## EXCERPTED TEXT
▼
Production-Ready DevSecOps - Part 1: Architecture Design
DevSecOps architecture blueprint for building enterprise-grade production applications with security, high delivery, and low costs using GitOps, Kubernetes, and AWS.
Most Kubernetes tutorials cover basic deployment, but production systems require more like: secrets management, cost optimization, high availability, and comprehensive security.
This guide presents a battle-tested architecture blueprint demonstrating how to build enterprise-grade production applications with Kubernetes.
Using Easy Upload, a file processing application, as an example we’ll explore real-world DevSecOps patterns from local development through production deployment that you can adapt for your own applications.
Part 2 will provide the complete implementation guide with code, configurations, and deployment instructions.
What This Architecture Delivers
- Cost Optimization: 50-60% infrastructure cost reduction through GitOps and optimized resource management
- Security: 70-80% fewer vulnerabilities reaching production via shift-left security practices
- Speed: Faster delivery with automated pipelines and ephemeral preview environments
- Reliability: 99.9%+ uptime with multi-AZ deployments and automated rollbacks
- Developer Experience: Faster feedback loops with preview environments and automated testing
Simpler Alternatives to Kubernetes
While this guide uses Kubernetes for its rich ecosystem and portability, the same architectural blueprint (GitOps workflows, shift-left security, CI/CD pipelines, observability patterns) applies to simpler orchestration platforms.
Alternative orchestration options:
- Managed Container Services: AWS ECS/Fargate, AWS App Runner, Google Cloud Run, Azure Container Apps for simpler container deployments
- Serverless Compute: AWS Lambda, Azure Functions, Google Cloud Functions for event-driven architectures
The platform choice depends on your team’s needs and operational complexity, but the DevSecOps blueprint stays the same.
Why GitOps?
GitOps fundamentally transformed the workflow of teams I worked with, delivering greater efficiency, faster shipping, enhanced security, and significant cost savings.
Traditional vs. GitOps Transformation
Traditionally, CI/CD pipelines consist of four 24/7 environments (dev, test, staging, production).
▲
## GIVEN EXERCISE A
Count the lines in the records that contain the string "plaid", where case counts, and give only that number.

## RECORDS SUPPLIED
▼
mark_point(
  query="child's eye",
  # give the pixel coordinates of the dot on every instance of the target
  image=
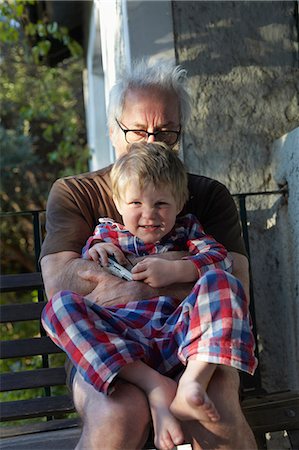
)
(161, 203)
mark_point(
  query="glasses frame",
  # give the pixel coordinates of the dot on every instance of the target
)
(155, 133)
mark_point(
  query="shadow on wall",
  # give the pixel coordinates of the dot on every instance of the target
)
(214, 37)
(274, 286)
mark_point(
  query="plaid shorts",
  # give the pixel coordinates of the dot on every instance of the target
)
(211, 324)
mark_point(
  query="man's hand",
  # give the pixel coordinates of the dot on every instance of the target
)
(111, 290)
(67, 271)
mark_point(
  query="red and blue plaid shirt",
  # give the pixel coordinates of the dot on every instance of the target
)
(187, 234)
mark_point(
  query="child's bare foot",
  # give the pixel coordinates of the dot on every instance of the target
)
(192, 402)
(168, 432)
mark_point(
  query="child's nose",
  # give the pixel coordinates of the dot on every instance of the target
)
(148, 211)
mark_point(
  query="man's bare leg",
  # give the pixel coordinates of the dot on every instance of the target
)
(160, 392)
(120, 421)
(191, 400)
(231, 432)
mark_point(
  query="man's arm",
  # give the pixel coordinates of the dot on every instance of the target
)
(241, 270)
(67, 271)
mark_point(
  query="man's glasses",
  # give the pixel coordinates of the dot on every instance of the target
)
(169, 137)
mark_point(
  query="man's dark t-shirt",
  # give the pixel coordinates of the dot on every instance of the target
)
(76, 203)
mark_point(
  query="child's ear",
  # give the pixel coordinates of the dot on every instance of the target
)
(178, 210)
(117, 204)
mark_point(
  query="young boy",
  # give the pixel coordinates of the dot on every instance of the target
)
(146, 342)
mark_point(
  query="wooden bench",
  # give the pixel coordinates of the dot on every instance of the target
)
(265, 412)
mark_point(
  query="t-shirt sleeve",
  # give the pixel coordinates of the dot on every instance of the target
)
(69, 220)
(215, 208)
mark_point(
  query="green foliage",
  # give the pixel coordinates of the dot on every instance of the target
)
(42, 137)
(42, 128)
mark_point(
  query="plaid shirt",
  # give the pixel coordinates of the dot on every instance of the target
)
(187, 234)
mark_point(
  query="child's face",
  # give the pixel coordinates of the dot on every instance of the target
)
(149, 213)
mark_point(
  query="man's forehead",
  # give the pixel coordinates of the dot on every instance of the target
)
(152, 100)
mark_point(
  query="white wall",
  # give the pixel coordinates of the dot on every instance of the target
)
(120, 31)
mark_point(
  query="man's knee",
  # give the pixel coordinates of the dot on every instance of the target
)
(124, 405)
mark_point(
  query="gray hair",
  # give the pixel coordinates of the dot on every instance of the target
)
(162, 75)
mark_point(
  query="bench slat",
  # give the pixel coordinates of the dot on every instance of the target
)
(273, 412)
(37, 407)
(55, 424)
(32, 379)
(20, 282)
(20, 312)
(28, 347)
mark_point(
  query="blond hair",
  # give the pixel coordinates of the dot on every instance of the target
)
(150, 163)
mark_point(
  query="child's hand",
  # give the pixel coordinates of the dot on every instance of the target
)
(156, 272)
(99, 252)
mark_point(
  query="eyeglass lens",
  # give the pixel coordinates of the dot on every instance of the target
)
(169, 137)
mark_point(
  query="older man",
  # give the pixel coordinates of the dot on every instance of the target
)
(149, 104)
▲
## GIVEN EXERCISE B
In two sentences, summarize the DevSecOps guide.

## ANSWER A
3

## ANSWER B
The guide lays out an architecture blueprint for building enterprise-grade production applications with Kubernetes, using a file processing application called Easy Upload as its example. It claims gains such as a 50-60% infrastructure cost reduction and 99.9%+ uptime, says the same blueprint applies to simpler platforms like managed container services and serverless compute, and credits GitOps with bringing greater efficiency, faster shipping, enhanced security, and significant cost savings.